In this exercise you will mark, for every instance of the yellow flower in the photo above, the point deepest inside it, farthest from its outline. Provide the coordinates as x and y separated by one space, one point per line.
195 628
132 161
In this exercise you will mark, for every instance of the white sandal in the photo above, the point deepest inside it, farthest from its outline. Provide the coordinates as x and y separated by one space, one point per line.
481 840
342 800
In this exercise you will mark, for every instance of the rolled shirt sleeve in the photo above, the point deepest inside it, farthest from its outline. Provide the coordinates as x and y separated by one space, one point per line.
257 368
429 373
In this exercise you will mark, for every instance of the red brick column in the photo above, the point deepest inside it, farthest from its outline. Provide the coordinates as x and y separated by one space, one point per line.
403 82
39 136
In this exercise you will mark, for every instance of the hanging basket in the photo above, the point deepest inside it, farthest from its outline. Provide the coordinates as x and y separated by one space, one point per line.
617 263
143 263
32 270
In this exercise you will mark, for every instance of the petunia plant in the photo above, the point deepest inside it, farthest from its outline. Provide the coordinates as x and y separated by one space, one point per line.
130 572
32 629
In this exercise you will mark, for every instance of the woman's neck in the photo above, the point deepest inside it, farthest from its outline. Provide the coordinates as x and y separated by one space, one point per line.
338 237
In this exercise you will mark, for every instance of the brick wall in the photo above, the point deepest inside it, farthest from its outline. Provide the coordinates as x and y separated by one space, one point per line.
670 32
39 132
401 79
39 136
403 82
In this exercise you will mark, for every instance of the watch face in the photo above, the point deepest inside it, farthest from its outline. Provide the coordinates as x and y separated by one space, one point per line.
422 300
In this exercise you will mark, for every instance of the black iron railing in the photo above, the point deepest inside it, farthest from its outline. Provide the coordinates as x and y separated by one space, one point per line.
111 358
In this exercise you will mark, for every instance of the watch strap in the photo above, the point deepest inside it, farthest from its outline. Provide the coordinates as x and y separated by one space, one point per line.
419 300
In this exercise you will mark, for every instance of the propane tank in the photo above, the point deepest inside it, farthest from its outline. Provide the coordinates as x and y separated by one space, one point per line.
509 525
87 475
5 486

— Problem to solve —
The answer should be the entries, given again without a single difference.

— Result for this exercise —
In this exercise you will mark, for every instance of the yellow flower in the photo above, the point deepest inside it, farthest from its outline. Provide the coordinates as x and y separated by one space, one point per line.
195 628
132 161
In this exercise you will mark, for every instance of the white sandal in the photo above, the point deepest inside it, farthest from its outline. Provide the coordinates as x and y separated by one space, one point per line.
481 840
342 800
In this exercise you will mark, for every instance of the rolled shirt sleeve in the photo above, the point deepest inside it, farthest from its outline. Provide the coordinates as x and y separated by one space, one point per line.
257 368
429 373
In this exercise you will mark, for every instance of the red brick column in the photo above, the point deepest inside it, farthest from its outline. Provide the coordinates as x and y separated by one space, one point per line.
403 82
39 136
In this exercise you will mark, for every instance of the hanging basket in the photo above, the point deepest inside it, farthest from its outline. Provide the coordinates as x and y separated by one space, one point per line.
617 263
143 263
32 270
In this exercise you will mark, for every instance of the petunia plant in the photo above, the point deepest inside it, farthest from its outline. Provide the coordinates as x and y separated by one space, one point per line.
130 572
32 629
In this exercise you will mark, for every instance of the woman's neck in the photo above, the point deepest inside it, farthest from its outline. Provide the coordinates as x and y separated by one space, one point per line.
338 237
In this exercise you will mark, for every instance of the brick wall in the photo above, the point deepest inside it, farthest from its outline. Provide the coordinates as x and y separated by one space, one point per line.
670 32
39 132
401 79
39 136
403 82
In this exercise you will mark, for every instance of the watch face in the photo above, the point deepest inside it, farthest from its outline. Provide the coordinates as x and y separated by one space, one point per line.
422 300
In this exercise you will mark, for every instance of the black iron railing in the photo above, the point deepest inside it, farthest from its outline. Provide the coordinates as x and y separated by one space, one point per line.
111 358
In this exercise you will mark, for every instance of the watch strap in the photo above, the point deepest inside it, farthest from its outline. Provide the coordinates as x and y separated by one space, one point per line.
419 300
In this exercise you will mark, for every instance of the propane tank in the photo above, the point deepest inside it, farthest from its outline. Provide the coordinates as x and y separated by one space, one point per line.
509 525
87 475
5 486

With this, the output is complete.